TEXTO PARA ANALIZAR =
__________

Andamos todos escandalizados, y no es para menos, con los comentarios que unos cientos de miserables han ido colgando en la red a raíz del asesinato de Isabel Carrasco.
Dejando de lado los erróneos y no menos repugnantes intentos de algunos de mezclar este crimen con los movimientos ciudadanos que están vertebrando la opinión pública, lo cierto es que no se puede tolerar que existan personas que, parapetadas en un supuesto anonimato que les ofrece la red, se dediquen a amenazar, coaccionar, difamar o vejar a otras personas.
Difamar a alguien, atentar contra su dignidad y contra su honor, amenazarle a él o a su familia…, son conductas tipificadas en el Código Penal y en la Ley Orgánica 1/1982, que habilita una acción civil de protección del honor y la propia imagen.
Por tanto, no se trata, como propone el Ministro de Interior, de “controlar” la red. En su manía por controlar todo lo que se le escapa, el Ministro de Interior pretende controlar la calle con la Ley de Seguridad Privada para “controlar” las manifestaciones y ahora pretende “controlar” las redes sociales, imaginamos que pidiendo ayuda a Obama, que en eso tiene experiencia.

__________

LÍNEAS FACILITADAS =
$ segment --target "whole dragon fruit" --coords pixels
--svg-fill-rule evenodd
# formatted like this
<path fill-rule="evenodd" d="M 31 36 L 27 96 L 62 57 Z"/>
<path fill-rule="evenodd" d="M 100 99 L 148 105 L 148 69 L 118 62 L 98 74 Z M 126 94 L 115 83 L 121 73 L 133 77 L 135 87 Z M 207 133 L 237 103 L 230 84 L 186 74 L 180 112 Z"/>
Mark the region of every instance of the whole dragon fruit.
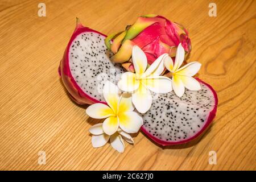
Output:
<path fill-rule="evenodd" d="M 163 53 L 175 57 L 180 43 L 186 51 L 186 56 L 191 51 L 188 32 L 184 27 L 164 17 L 152 14 L 139 16 L 125 31 L 109 35 L 105 42 L 114 54 L 111 60 L 122 63 L 123 67 L 131 72 L 134 72 L 134 68 L 130 59 L 134 45 L 145 52 L 149 64 Z"/>

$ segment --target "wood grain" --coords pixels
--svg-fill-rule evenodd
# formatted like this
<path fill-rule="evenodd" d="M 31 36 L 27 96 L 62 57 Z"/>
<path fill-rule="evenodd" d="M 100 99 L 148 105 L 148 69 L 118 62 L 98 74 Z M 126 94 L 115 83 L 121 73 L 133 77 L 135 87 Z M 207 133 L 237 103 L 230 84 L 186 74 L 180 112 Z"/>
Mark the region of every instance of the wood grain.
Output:
<path fill-rule="evenodd" d="M 256 1 L 0 1 L 0 169 L 255 170 Z M 209 17 L 210 2 L 217 16 Z M 213 125 L 188 144 L 160 147 L 139 133 L 121 154 L 94 149 L 97 121 L 73 103 L 57 69 L 75 18 L 108 34 L 154 13 L 185 26 L 219 98 Z M 208 163 L 214 150 L 217 164 Z M 46 165 L 38 164 L 39 151 Z"/>

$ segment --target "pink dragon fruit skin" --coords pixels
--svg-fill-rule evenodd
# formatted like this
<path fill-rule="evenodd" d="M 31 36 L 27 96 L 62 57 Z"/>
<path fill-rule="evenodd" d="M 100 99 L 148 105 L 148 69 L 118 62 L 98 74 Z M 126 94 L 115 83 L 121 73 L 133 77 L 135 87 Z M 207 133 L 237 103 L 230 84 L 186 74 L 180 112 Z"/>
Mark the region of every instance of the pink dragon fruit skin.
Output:
<path fill-rule="evenodd" d="M 191 51 L 188 31 L 181 25 L 171 22 L 162 16 L 148 15 L 140 16 L 134 24 L 125 31 L 126 32 L 126 35 L 121 40 L 122 42 L 114 45 L 114 49 L 119 49 L 117 52 L 113 52 L 115 55 L 112 60 L 114 62 L 125 63 L 127 65 L 125 62 L 131 57 L 131 48 L 134 45 L 137 45 L 145 52 L 149 64 L 163 53 L 166 53 L 171 57 L 175 57 L 177 46 L 180 43 L 181 43 L 186 51 L 186 55 Z M 118 35 L 122 34 L 123 36 L 125 31 L 117 34 L 112 40 L 119 40 L 120 36 Z M 110 40 L 109 38 L 107 39 Z M 110 50 L 113 49 L 111 47 L 111 43 L 109 46 L 106 45 Z M 128 65 L 130 64 L 131 63 Z M 125 68 L 127 69 L 126 67 Z"/>
<path fill-rule="evenodd" d="M 63 57 L 60 61 L 60 66 L 58 69 L 59 74 L 61 78 L 63 84 L 68 91 L 69 96 L 75 102 L 80 105 L 93 104 L 98 102 L 105 104 L 105 102 L 97 101 L 95 98 L 86 94 L 77 85 L 71 72 L 71 69 L 69 65 L 69 60 L 68 52 L 69 52 L 71 45 L 73 40 L 77 35 L 82 32 L 93 32 L 102 35 L 105 37 L 106 36 L 97 31 L 84 27 L 79 22 L 78 19 L 77 19 L 77 23 L 76 27 L 69 40 L 69 42 L 68 43 L 68 46 L 65 50 Z"/>

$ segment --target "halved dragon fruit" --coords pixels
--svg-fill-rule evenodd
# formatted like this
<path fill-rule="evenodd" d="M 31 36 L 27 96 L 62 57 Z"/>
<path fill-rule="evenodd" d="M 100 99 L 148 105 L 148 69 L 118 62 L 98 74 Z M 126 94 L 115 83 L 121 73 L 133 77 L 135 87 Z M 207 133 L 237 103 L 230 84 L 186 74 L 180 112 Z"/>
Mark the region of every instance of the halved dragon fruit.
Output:
<path fill-rule="evenodd" d="M 174 92 L 159 94 L 143 114 L 141 130 L 162 146 L 189 142 L 201 134 L 215 117 L 217 94 L 212 86 L 197 78 L 201 90 L 186 89 L 179 98 Z"/>
<path fill-rule="evenodd" d="M 117 84 L 116 76 L 125 71 L 110 61 L 106 47 L 106 35 L 88 27 L 78 20 L 68 43 L 59 72 L 71 98 L 79 104 L 104 102 L 105 81 Z"/>
<path fill-rule="evenodd" d="M 107 80 L 115 84 L 116 76 L 125 72 L 110 61 L 105 45 L 106 36 L 79 23 L 61 61 L 59 72 L 64 85 L 79 104 L 105 103 L 102 90 Z M 201 89 L 186 90 L 181 97 L 174 92 L 161 94 L 142 115 L 141 129 L 157 143 L 181 144 L 199 136 L 214 117 L 218 99 L 213 89 L 197 79 Z"/>

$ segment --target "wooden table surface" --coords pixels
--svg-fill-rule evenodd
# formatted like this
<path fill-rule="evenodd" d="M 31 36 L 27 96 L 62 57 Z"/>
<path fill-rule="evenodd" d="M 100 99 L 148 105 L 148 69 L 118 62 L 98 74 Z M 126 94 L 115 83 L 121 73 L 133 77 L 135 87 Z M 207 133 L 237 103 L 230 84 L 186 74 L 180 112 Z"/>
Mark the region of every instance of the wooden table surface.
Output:
<path fill-rule="evenodd" d="M 40 2 L 0 1 L 0 169 L 256 169 L 256 1 L 47 0 L 46 17 L 38 16 Z M 98 121 L 71 101 L 57 72 L 76 17 L 108 34 L 153 13 L 189 30 L 188 61 L 203 64 L 199 77 L 216 90 L 216 117 L 187 144 L 160 147 L 140 133 L 123 154 L 93 148 L 88 129 Z"/>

__________

TAREA A REALIZAR =
Transcribe completo y sin ningún cambio el texto sobre los comentarios en la red tras el asesinato de Isabel Carrasco. Las líneas no desempeñan ningún papel en esto.

RESPUESTA ESCRITA =
Andamos todos escandalizados, y no es para menos, con los comentarios que unos cientos de miserables han ido colgando en la red a raíz del asesinato de Isabel Carrasco.
Dejando de lado los erróneos y no menos repugnantes intentos de algunos de mezclar este crimen con los movimientos ciudadanos que están vertebrando la opinión pública, lo cierto es que no se puede tolerar que existan personas que, parapetadas en un supuesto anonimato que les ofrece la red, se dediquen a amenazar, coaccionar, difamar o vejar a otras personas.
Difamar a alguien, atentar contra su dignidad y contra su honor, amenazarle a él o a su familia…, son conductas tipificadas en el Código Penal y en la Ley Orgánica 1/1982, que habilita una acción civil de protección del honor y la propia imagen.
Por tanto, no se trata, como propone el Ministro de Interior, de “controlar” la red. En su manía por controlar todo lo que se le escapa, el Ministro de Interior pretende controlar la calle con la Ley de Seguridad Privada para “controlar” las manifestaciones y ahora pretende “controlar” las redes sociales, imaginamos que pidiendo ayuda a Obama, que en eso tiene experiencia.